::: Document extract

Ladies, nothing happens until you embrace hard, focused, intense training!

Common Concerns

But I don’t want to bulk, I just want to tone
For decades now, the fitness industry has preached, “Heavy weights to bulk, light weights to tone and define!” 

Pictures like this send the wrong message to ladies!

Light weight training only works if one of the following applies to you:
  • You are a complete beginner and still trying to learn proper technique (note: if this is you, use light weight until you learn the movement, then progressively add weight)
  • You are 18
  • You picked the right parents (i.e. you naturally have a long, lean, slender build)
  • You are basically starving yourself (not good, safe or healthy – please don’t go there!)
  • You know a great plastic surgeon 
  • You know a great photo shop artist

If you are a naturally-skinny teenager, you can get
away with this - for a while.
Everyone else will have to move beyond the Barbie weights.

::::::
::: Excerpted data

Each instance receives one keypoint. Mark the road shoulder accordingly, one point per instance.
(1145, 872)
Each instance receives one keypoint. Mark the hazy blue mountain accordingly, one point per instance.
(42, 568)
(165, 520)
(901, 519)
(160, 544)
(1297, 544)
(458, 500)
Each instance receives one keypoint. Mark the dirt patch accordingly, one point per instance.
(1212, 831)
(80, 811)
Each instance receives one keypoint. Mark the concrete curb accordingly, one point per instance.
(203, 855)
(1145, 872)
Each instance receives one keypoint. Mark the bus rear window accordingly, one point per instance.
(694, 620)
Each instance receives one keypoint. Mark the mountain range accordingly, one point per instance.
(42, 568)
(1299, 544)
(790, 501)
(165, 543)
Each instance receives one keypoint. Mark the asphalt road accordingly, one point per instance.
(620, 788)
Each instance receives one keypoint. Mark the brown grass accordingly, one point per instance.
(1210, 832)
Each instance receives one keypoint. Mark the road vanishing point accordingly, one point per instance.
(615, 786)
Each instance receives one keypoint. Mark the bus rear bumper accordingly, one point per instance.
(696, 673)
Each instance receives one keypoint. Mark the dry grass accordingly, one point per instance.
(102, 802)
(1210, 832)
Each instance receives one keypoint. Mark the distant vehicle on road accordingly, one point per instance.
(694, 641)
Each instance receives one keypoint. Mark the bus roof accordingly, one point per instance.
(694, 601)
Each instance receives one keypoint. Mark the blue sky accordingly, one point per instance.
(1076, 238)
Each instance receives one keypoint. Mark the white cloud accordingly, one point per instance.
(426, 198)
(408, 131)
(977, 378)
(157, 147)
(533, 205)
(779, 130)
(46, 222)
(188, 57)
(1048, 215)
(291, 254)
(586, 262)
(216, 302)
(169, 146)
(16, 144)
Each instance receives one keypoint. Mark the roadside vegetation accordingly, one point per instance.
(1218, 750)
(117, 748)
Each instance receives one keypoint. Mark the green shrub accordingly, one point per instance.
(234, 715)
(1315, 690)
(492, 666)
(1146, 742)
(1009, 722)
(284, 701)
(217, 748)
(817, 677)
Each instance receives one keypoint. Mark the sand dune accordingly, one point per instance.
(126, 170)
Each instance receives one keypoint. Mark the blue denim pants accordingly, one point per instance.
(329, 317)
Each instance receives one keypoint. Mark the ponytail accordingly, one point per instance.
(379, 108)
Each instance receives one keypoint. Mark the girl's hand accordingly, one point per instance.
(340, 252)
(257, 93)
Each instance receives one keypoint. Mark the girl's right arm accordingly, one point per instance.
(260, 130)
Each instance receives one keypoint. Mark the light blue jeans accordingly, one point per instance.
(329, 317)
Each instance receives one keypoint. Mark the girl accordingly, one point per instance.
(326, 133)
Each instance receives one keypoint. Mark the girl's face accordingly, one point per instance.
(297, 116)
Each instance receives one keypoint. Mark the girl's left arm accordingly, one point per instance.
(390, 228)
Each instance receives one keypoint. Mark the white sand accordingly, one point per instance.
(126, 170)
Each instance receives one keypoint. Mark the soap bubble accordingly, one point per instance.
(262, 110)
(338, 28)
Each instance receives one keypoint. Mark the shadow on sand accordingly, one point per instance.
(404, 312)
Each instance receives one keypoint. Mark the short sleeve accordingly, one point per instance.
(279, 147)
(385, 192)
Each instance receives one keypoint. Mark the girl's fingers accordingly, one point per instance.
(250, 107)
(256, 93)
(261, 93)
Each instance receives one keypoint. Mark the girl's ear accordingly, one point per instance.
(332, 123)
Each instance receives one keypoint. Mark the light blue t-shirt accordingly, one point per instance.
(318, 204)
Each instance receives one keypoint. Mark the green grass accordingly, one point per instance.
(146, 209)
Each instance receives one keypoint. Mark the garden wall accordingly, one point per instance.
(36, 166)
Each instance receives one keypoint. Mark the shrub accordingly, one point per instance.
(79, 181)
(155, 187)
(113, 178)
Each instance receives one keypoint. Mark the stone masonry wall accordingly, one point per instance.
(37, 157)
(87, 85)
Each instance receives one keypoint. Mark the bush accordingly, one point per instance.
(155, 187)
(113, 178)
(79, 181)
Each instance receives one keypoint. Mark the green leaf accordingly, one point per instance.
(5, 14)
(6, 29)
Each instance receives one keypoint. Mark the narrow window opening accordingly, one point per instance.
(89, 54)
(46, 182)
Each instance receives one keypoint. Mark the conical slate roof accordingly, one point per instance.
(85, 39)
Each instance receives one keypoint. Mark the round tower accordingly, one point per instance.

::::::

> [Directions]
1 - According to the weight-training text, what has the fitness industry preached for decades?
2 - Reproduce the passage of the weight-training text starting with "Ladies, nothing happens" and going on through "don’t go there!)", swapping "proper technique" for "correct form".

> [Answers to the exercise]
1 - "Heavy weights to bulk, light weights to tone and define!"

2 -
Ladies, nothing happens until you embrace hard, focused, intense training!

Common Concerns

But I don’t want to bulk, I just want to tone
For decades now, the fitness industry has preached, “Heavy weights to bulk, light weights to tone and define!” 

Pictures like this send the wrong message to ladies!

Light weight training only works if one of the following applies to you:
  • You are a complete beginner and still trying to learn correct form (note: if this is you, use light weight until you learn the movement, then progressively add weight)
  • You are 18
  • You picked the right parents (i.e. you naturally have a long, lean, slender build)
  • You are basically starving yourself (not good, safe or healthy – please don’t go there!)